§ Consigne 1:
Relevez toutes les lignes des entrées qui contiennent le mot « opening ».

§ Extrait source:

:::::

Un ami m’a un jour posé l’énigme suivante :
Imaginez que vous êtes un Juif religieux en URSS au début du XXème siècle. Vous êtes arrêté par la Yevsektsiya, la police secrète qui s’occupe des Juifs, et vous êtes emprisonné. Vous avez néanmoins réussi à amadouer le responsable qui s’occupe de votre cas, et qui vous autorise à faire une prière dans l’année, une prière et une seule : celle de votre choix. Il vous donnera le livre de prière, le tallit, les teffilins si nécessaire, et il vous trouvera le minyan requis.
La question est la suivante : quelle prière choisissez-vous ?
Vous pouvez faire durer le suspense un petit peu, et réfléchir à haute voix avec votre interlocuteur.
Il n’y a pas vraiment de « bonne réponse » si vous considérez l’exercice comme une occasion de réfléchir à la manière dont vous hiérarchisez les temps de prière.
Mais il y a tout à fait une bonne réponse si vous suivez bien les données de l’énigme. Mon rabbin a trouvé immédiatement, et, dans la foulée, m’a posé une autre énigme de ce genre.
Marquons une petite pause avant de donner la réponse pour vous laisser le temps d’y réfléchir : vous êtes un Juif religieux, en prison pour au moins un an, et on vous donne la possibilité de ne faire qu’une prière ; laquelle choisissez-vous ?
La réponse ?
La prochaine.
Un Juif religieux prie au moins trois fois par jour (un peu plus les jours de fêtes) : en toute logique, la prière qu’il faut choisir est la suivante. Si vous avez déjà fait celle du matin, celle de l’après-midi. Si vous avez déjà fait celle de l’après-midi : celle du soir. Et ainsi de suite.
Pourquoi ? Parce que votre responsabilité ne porte que ce sur quoi vous pouvez agir. Et vu les circonstances, vous ne pouvez agir avec certitude que sur la prochaine. Si vous choisissez n’importe quelle autre (par exemple : la prière de Neila à la fin de Kippour, dans six mois), alors vous êtes responsable d’avoir sauté toutes les autres occasions entre maintenant et Kippour. Mais si vous faites la prière qui vient, ce qui se passe ensuite n’est plus votre responsabilité : c’est celle de vos geôliers qui vous empêchent de faire ce qui devrait être un comportement tout à fait normal.
Ça parait anecdotique, mais cette histoire trace en réalité un principe éthique et un rapport au temps qui est très différent de celui auquel nous sommes habitués.
La culture occidentale contemporaine (et je soupçonne que ça n’y soit pas limité) a tendance à percevoir le futur comme une donnée évidente et parfaitement maîtrisable.
On présuppose, dans notre manière de l’envisager, qu’il est connaissable. On se fixe des objectifs, on fait des projets, on met en place des politiques publiques, tout ça en partant du principe que l’on sait à quoi ressemble le futur, généralement selon l’idée que le futur = le présent. A quoi ressemblera demain ? A la même chose qu’à aujourd’hui, mais avec un jour de plus sur le calendrier.

:::::

§ Données fournies:
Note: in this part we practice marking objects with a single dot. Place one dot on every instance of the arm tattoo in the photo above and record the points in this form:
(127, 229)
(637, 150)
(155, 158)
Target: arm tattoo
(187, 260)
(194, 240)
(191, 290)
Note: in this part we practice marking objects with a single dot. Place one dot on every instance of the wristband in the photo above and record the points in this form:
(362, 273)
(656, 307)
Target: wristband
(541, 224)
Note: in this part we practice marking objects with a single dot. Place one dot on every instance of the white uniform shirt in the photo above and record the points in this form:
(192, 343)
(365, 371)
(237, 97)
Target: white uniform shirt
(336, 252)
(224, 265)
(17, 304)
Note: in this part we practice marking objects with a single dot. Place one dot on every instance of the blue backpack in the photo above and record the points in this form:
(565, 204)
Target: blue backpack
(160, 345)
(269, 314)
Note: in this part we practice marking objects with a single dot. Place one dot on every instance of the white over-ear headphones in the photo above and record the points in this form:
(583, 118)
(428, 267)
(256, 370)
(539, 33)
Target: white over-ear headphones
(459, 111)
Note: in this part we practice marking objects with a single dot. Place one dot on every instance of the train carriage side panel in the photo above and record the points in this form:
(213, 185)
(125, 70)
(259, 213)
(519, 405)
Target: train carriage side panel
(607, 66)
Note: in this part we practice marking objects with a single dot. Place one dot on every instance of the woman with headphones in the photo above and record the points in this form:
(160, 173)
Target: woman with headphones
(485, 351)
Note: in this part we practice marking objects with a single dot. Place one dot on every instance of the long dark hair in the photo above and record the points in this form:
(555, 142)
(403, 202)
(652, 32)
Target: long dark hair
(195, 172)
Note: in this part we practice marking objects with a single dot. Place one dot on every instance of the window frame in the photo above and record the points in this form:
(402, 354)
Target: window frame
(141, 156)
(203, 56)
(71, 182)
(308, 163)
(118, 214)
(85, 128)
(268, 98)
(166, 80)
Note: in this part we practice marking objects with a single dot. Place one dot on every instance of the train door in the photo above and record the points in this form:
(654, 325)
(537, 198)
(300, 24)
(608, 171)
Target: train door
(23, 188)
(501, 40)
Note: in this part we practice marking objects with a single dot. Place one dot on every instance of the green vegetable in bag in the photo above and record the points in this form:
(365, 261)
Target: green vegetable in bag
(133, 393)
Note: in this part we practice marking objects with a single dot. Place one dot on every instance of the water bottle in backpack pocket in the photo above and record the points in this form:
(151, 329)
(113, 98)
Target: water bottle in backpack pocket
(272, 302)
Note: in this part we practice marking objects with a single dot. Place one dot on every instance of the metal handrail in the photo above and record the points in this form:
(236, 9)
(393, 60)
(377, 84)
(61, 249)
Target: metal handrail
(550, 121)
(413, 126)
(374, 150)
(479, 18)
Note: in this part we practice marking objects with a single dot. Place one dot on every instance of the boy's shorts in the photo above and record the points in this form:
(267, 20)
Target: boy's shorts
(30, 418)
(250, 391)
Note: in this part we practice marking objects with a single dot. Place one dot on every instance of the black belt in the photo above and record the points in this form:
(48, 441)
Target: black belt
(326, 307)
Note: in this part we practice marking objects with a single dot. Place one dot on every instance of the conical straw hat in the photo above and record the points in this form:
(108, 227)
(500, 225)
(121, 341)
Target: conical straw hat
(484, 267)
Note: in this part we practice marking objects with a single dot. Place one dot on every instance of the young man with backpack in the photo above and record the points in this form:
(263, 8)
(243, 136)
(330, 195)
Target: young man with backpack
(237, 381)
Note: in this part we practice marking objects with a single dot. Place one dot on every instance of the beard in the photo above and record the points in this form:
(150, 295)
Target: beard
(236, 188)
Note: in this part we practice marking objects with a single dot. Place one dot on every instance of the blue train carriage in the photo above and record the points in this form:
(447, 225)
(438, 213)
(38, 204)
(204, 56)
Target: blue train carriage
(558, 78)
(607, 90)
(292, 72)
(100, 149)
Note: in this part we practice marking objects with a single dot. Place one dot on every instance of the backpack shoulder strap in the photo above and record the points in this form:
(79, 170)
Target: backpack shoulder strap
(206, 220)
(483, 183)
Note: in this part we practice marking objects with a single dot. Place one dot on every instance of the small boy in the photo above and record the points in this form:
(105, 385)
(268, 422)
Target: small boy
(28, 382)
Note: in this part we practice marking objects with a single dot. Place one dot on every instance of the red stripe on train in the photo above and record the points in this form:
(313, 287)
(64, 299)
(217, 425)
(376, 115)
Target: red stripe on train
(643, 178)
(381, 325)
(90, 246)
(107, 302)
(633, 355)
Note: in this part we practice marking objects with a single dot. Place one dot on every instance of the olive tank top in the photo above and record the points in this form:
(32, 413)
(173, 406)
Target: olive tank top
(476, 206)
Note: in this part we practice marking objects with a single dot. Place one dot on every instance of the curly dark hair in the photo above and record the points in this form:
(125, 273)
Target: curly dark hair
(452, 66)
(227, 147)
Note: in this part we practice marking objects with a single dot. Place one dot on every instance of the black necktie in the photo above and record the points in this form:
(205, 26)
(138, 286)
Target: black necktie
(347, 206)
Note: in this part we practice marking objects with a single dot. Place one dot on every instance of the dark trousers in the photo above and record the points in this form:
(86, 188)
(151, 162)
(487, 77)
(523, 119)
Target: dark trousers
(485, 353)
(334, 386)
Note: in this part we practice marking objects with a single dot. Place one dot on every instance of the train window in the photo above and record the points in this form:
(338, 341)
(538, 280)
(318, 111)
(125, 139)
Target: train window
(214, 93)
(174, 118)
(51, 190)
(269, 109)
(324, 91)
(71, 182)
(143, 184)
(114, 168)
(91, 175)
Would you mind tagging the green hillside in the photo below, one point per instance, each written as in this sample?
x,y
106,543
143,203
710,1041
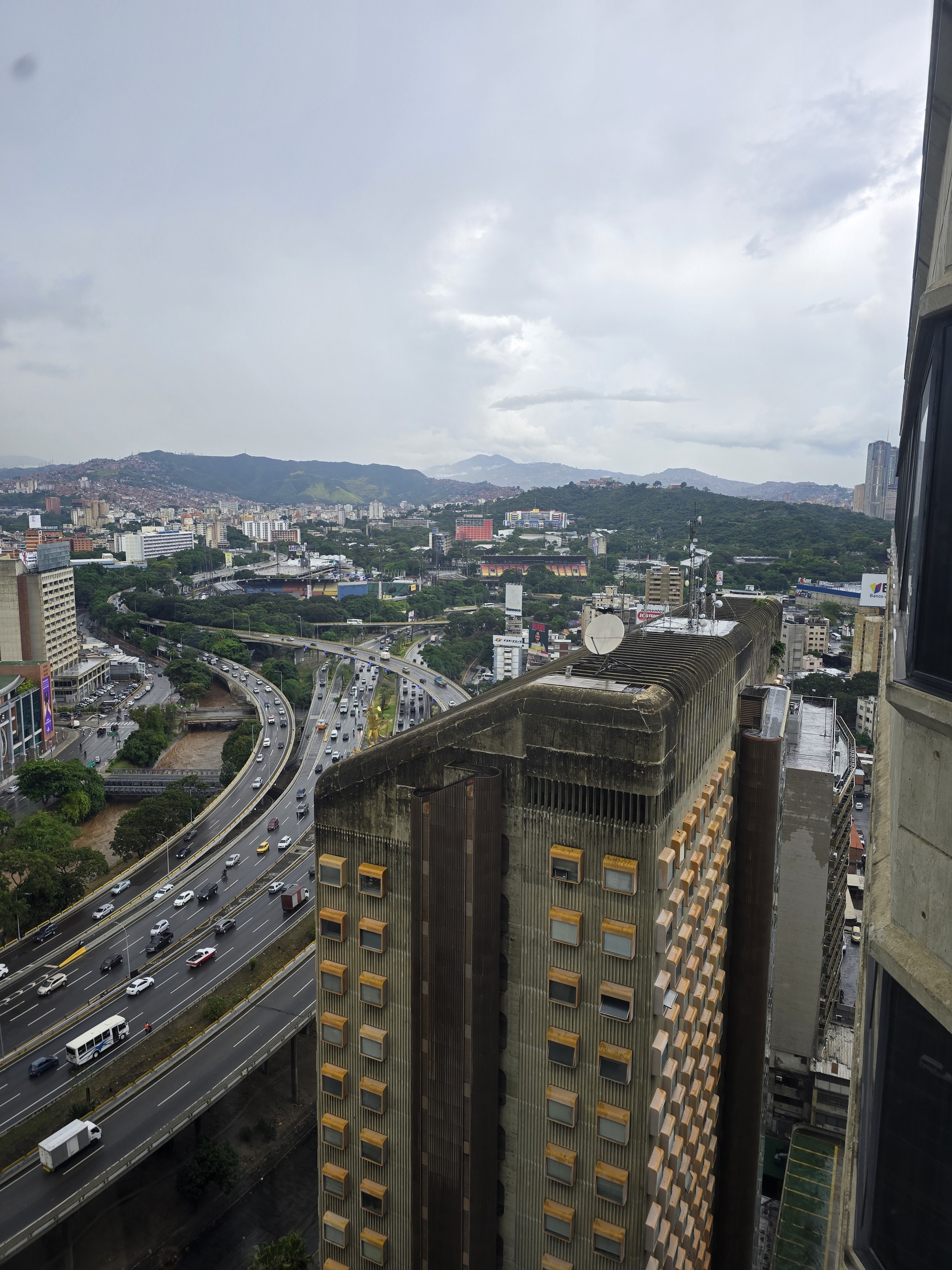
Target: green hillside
x,y
809,540
286,480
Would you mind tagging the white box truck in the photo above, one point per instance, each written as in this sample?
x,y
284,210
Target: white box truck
x,y
68,1142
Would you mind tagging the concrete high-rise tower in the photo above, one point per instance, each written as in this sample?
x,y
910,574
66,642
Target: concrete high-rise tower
x,y
522,965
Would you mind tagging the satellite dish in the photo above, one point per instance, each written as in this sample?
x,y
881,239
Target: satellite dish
x,y
603,634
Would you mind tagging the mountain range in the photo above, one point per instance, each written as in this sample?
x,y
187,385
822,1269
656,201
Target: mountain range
x,y
499,470
490,477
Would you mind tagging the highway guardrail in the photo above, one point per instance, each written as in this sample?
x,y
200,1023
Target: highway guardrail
x,y
139,1154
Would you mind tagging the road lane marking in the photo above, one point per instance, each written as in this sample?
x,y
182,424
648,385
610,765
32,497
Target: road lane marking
x,y
244,1038
174,1093
83,1159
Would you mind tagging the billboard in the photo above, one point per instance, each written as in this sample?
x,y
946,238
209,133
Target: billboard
x,y
46,692
873,593
513,601
539,638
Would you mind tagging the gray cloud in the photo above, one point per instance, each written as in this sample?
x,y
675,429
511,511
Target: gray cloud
x,y
827,306
26,300
50,369
512,197
551,395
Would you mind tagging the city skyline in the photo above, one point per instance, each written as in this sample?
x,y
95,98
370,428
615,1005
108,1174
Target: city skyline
x,y
196,252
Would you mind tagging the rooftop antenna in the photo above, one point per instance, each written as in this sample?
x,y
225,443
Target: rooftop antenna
x,y
692,567
603,635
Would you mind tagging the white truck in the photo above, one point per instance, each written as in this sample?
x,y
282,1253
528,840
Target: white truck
x,y
68,1142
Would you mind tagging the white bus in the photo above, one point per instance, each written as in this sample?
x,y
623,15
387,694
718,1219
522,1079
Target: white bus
x,y
89,1045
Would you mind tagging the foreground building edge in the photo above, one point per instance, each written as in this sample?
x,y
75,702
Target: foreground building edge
x,y
523,916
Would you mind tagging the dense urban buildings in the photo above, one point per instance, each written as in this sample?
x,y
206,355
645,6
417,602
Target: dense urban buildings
x,y
537,520
664,585
153,544
814,858
895,1212
807,637
523,915
869,633
474,529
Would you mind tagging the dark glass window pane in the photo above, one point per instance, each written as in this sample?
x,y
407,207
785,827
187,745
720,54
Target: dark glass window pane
x,y
912,529
912,1217
932,595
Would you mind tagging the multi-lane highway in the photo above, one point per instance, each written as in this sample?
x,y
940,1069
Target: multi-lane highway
x,y
26,1017
446,694
30,1196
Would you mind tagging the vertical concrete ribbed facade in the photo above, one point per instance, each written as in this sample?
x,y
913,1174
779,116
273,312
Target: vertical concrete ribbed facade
x,y
612,878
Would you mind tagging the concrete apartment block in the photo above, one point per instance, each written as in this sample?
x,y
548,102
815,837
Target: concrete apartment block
x,y
523,910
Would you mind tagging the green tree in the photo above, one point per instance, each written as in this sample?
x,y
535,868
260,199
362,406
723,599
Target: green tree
x,y
74,807
238,750
233,649
192,678
158,818
141,748
42,780
289,1254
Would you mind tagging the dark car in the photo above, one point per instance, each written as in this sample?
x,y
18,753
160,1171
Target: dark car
x,y
49,1064
159,942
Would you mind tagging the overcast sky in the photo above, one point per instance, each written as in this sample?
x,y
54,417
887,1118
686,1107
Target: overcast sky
x,y
636,235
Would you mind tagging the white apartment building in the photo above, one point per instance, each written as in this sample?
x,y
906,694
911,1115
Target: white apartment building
x,y
153,544
507,657
808,638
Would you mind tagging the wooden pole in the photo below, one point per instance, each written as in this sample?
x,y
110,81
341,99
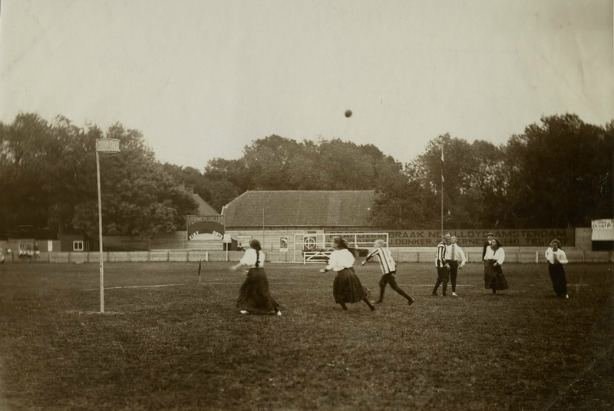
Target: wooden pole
x,y
100,233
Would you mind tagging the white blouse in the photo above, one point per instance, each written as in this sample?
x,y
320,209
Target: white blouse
x,y
249,258
498,255
561,257
340,259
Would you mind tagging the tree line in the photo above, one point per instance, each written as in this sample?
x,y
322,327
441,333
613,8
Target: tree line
x,y
557,173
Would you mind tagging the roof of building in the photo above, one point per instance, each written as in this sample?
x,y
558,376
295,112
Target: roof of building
x,y
204,209
300,209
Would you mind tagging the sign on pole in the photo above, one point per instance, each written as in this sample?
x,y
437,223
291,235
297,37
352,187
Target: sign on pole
x,y
103,145
602,230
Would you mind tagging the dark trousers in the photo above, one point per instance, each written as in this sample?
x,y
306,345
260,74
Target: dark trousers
x,y
453,273
443,276
389,279
559,282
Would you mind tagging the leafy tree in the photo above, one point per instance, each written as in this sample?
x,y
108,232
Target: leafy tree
x,y
48,179
560,173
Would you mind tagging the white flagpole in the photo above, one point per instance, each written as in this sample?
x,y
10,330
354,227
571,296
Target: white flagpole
x,y
100,233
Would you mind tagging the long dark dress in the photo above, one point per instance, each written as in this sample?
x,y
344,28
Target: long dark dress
x,y
347,287
493,276
559,282
254,295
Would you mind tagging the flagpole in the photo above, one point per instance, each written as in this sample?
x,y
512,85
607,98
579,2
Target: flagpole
x,y
442,181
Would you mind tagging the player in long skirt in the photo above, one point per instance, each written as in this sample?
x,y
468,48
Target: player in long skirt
x,y
389,271
493,275
556,258
347,287
254,295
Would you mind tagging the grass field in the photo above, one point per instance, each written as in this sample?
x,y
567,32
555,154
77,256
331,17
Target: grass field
x,y
185,346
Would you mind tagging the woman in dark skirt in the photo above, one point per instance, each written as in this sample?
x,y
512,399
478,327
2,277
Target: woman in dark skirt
x,y
556,258
346,286
254,295
493,275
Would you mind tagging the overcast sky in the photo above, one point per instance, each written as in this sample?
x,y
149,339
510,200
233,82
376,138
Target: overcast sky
x,y
201,79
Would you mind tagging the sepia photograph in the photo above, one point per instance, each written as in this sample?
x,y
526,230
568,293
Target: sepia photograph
x,y
307,205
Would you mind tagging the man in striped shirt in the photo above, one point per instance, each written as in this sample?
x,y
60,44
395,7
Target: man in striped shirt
x,y
443,269
388,267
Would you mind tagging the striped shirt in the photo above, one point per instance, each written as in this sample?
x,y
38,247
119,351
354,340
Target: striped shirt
x,y
386,262
440,258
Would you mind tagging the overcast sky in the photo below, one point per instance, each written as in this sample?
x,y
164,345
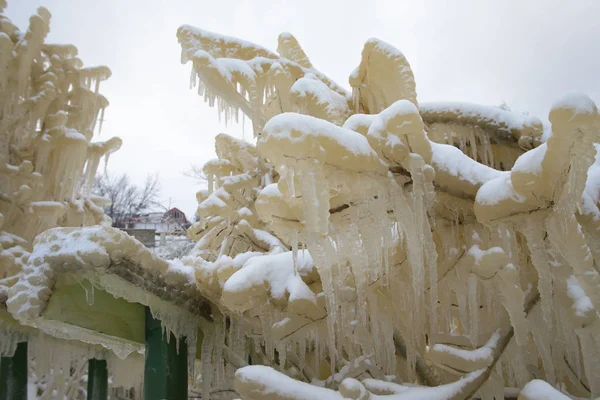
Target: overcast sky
x,y
524,53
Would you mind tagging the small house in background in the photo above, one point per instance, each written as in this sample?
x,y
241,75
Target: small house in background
x,y
171,222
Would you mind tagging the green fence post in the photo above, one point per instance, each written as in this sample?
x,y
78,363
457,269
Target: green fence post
x,y
13,375
165,369
97,380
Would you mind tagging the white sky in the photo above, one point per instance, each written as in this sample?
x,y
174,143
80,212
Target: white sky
x,y
524,52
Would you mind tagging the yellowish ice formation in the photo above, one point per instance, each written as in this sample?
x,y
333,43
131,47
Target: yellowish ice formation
x,y
369,243
50,107
368,246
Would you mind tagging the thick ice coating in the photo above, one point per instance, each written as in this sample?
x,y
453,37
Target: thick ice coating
x,y
449,246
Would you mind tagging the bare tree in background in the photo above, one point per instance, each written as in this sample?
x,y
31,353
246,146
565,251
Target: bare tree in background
x,y
127,199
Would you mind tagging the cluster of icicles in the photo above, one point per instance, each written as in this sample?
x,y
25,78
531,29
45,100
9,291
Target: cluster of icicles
x,y
412,285
50,106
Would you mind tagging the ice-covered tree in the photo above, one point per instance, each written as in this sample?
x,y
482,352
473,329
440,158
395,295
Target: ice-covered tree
x,y
369,243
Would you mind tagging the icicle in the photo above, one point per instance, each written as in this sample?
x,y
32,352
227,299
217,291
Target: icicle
x,y
294,240
206,350
473,309
533,232
101,120
590,349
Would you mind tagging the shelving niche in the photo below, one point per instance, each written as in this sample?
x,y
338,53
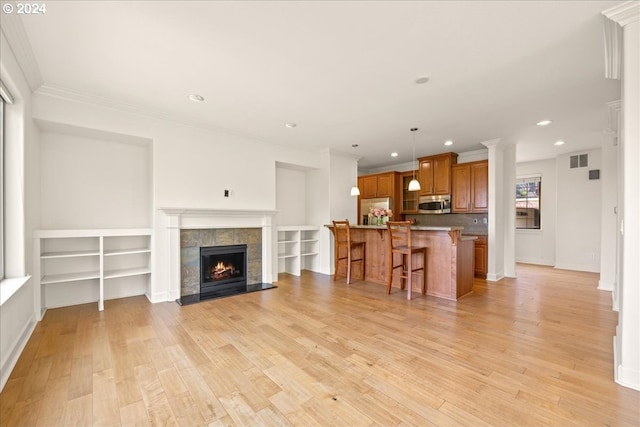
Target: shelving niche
x,y
81,266
297,249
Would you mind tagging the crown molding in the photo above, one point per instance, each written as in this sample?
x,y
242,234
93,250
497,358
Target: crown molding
x,y
625,13
613,45
16,36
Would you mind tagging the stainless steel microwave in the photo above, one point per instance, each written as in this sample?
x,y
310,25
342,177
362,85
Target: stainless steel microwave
x,y
434,204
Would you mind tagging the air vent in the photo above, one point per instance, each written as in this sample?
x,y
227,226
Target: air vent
x,y
579,161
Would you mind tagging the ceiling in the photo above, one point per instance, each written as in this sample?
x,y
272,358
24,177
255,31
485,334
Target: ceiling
x,y
343,72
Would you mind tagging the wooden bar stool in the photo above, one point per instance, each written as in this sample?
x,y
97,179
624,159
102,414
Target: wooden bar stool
x,y
400,243
344,244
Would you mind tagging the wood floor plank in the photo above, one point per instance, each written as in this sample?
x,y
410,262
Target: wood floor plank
x,y
531,351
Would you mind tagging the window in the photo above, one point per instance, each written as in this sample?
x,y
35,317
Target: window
x,y
528,202
5,96
1,188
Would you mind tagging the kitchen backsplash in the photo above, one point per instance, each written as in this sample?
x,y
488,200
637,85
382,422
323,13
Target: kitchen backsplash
x,y
478,227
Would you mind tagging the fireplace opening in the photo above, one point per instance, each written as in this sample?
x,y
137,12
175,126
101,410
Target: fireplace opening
x,y
223,268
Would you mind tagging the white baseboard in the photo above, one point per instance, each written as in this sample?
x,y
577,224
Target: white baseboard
x,y
494,277
157,297
15,351
578,267
624,376
605,286
535,261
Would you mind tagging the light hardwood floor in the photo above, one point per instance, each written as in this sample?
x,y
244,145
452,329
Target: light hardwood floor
x,y
536,351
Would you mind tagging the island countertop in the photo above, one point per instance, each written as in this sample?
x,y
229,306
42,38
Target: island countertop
x,y
413,227
450,258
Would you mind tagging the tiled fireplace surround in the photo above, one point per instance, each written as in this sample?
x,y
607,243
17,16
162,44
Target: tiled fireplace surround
x,y
192,240
187,228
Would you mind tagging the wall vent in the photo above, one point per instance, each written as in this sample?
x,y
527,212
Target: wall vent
x,y
579,161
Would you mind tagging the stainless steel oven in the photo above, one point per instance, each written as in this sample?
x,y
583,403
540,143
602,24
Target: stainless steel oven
x,y
434,204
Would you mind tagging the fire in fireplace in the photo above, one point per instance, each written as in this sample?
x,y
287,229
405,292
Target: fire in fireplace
x,y
223,268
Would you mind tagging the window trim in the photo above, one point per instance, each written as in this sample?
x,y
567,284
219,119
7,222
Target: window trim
x,y
531,178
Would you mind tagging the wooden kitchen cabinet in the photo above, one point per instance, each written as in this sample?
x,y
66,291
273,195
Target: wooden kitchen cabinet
x,y
470,187
387,184
481,249
435,174
378,185
409,198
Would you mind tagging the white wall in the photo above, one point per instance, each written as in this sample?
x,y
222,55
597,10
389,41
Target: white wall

:::::

§ Consigne 2:
Dans l'extrait source, énumérez tout ce que le responsable s'engage à procurer au prisonnier pour sa prière.

§ Résultat 1:
Would you mind tagging the fireplace opening in the photo above, one point per instance, each written as in this sample?
Target: fireplace opening

§ Résultat 2:
- le livre de prière
- le tallit
- les teffilins, si nécessaire
- le minyan requis